■ Extracted records:
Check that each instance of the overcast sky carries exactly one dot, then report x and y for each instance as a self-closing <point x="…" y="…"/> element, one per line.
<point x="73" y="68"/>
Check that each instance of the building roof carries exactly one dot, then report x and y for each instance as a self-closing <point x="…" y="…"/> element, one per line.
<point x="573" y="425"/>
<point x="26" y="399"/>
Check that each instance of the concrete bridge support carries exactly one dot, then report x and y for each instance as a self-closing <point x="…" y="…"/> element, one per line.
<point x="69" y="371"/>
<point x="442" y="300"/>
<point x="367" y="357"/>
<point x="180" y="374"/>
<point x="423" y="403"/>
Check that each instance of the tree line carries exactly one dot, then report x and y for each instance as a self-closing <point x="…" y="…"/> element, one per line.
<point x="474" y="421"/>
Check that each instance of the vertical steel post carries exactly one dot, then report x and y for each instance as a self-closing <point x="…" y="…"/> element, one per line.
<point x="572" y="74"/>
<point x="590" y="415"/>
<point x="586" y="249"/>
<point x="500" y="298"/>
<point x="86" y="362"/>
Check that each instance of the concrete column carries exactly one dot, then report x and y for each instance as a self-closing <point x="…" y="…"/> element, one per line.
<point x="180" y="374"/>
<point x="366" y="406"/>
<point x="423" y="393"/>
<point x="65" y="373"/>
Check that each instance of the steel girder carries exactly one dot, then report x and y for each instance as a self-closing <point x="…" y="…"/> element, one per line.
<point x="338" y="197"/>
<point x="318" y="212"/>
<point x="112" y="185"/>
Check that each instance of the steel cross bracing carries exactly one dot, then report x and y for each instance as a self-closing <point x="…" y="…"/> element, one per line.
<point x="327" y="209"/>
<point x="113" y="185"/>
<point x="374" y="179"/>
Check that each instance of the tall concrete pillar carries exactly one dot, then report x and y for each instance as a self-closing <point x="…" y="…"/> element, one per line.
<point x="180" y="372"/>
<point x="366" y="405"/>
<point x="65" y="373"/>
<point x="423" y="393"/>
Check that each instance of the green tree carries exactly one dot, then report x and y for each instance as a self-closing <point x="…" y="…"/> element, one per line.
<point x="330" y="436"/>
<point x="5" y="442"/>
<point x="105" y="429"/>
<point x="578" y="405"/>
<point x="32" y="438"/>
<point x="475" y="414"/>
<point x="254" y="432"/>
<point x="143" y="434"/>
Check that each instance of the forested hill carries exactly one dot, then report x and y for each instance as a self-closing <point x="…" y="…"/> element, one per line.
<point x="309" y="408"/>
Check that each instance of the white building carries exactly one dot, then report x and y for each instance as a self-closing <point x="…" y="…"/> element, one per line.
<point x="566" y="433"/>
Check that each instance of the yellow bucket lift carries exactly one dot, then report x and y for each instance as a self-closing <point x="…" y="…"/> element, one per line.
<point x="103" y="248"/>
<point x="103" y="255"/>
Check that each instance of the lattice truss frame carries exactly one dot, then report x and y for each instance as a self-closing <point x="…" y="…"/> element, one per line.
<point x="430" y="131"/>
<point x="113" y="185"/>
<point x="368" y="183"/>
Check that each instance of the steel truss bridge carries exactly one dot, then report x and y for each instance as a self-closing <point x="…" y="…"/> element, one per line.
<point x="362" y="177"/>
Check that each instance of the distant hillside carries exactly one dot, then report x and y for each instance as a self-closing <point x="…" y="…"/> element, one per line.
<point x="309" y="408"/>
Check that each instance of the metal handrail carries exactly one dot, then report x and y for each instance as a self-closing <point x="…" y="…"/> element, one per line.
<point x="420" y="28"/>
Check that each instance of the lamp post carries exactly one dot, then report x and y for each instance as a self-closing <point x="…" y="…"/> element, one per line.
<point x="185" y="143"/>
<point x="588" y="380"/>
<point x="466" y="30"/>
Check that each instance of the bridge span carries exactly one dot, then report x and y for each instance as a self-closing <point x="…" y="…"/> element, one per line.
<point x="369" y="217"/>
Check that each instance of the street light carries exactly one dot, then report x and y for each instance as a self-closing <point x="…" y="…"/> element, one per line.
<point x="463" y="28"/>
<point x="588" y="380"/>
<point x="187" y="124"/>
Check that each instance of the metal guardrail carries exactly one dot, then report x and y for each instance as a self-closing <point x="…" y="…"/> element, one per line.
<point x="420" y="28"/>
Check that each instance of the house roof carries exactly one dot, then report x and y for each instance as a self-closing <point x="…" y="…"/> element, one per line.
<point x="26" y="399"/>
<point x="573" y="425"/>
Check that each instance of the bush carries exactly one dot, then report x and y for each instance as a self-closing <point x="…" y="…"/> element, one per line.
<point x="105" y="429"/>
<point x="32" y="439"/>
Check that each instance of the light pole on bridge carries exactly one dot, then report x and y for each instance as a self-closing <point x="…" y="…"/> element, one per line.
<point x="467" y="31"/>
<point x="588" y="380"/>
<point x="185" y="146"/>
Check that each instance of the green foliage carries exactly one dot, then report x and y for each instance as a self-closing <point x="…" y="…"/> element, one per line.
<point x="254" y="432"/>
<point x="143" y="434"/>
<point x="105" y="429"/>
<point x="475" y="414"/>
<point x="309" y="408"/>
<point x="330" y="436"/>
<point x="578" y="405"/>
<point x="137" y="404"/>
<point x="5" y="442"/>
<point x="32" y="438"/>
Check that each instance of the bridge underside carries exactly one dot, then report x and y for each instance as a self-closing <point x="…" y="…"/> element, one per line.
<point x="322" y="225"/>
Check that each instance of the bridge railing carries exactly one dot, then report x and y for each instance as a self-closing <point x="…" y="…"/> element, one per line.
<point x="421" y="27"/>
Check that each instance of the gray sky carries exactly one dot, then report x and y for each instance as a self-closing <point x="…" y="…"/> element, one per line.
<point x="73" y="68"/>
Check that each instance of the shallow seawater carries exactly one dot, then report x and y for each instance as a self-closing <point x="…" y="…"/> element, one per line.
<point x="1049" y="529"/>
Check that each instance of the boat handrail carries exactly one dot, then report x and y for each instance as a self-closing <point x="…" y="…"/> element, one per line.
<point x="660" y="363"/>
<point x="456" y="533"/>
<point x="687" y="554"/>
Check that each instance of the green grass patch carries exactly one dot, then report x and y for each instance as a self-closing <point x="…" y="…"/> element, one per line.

■ Required work:
Quote, without any change, each line from the one that contains "Check that each instance of the bush" through the end of the material.

■ The output:
Check that each instance of the bush carries exactly one dot, then report x and y for each instance as a self-closing <point x="…" y="…"/> element, one per line.
<point x="105" y="429"/>
<point x="32" y="439"/>
Check that each instance of the light pole on bridge carries exactly one dot, then report x and y for each instance as a self-closing <point x="…" y="…"/> element, one per line.
<point x="467" y="31"/>
<point x="588" y="380"/>
<point x="185" y="146"/>
Check that each instance of the green foliage carries exactly one dot, then report x and y for each instance as a self-closing <point x="…" y="…"/> element, one per line.
<point x="254" y="432"/>
<point x="143" y="434"/>
<point x="105" y="429"/>
<point x="475" y="414"/>
<point x="309" y="408"/>
<point x="330" y="436"/>
<point x="578" y="405"/>
<point x="137" y="404"/>
<point x="5" y="442"/>
<point x="32" y="438"/>
Check that each instance of the bridge underside carries exactly one dot, then report x and y for each instance as a self-closing <point x="…" y="…"/> element, one per line.
<point x="322" y="225"/>
Check that each instance of the bridge railing carries exactly one dot, then report x and y for each instance as a self-closing <point x="…" y="…"/> element, one per line.
<point x="421" y="27"/>
Check that each instance of the gray sky carries exactly one dot, then report x and y for each instance as a self-closing <point x="…" y="…"/> element, one per line.
<point x="73" y="68"/>
Check that each instance of the shallow seawater carries exactly one dot, then report x and y for each instance as a self-closing <point x="…" y="…"/> element, one per line.
<point x="1049" y="529"/>
Check that each instance of the boat handrail carries exactly one dot, then report x and y for each instance as a self-closing <point x="…" y="…"/> element, one per line.
<point x="660" y="363"/>
<point x="456" y="533"/>
<point x="687" y="554"/>
Check that each instance of the green grass patch carries exactly one dot, then report x and y for each instance as a self-closing <point x="…" y="…"/> element, one per line.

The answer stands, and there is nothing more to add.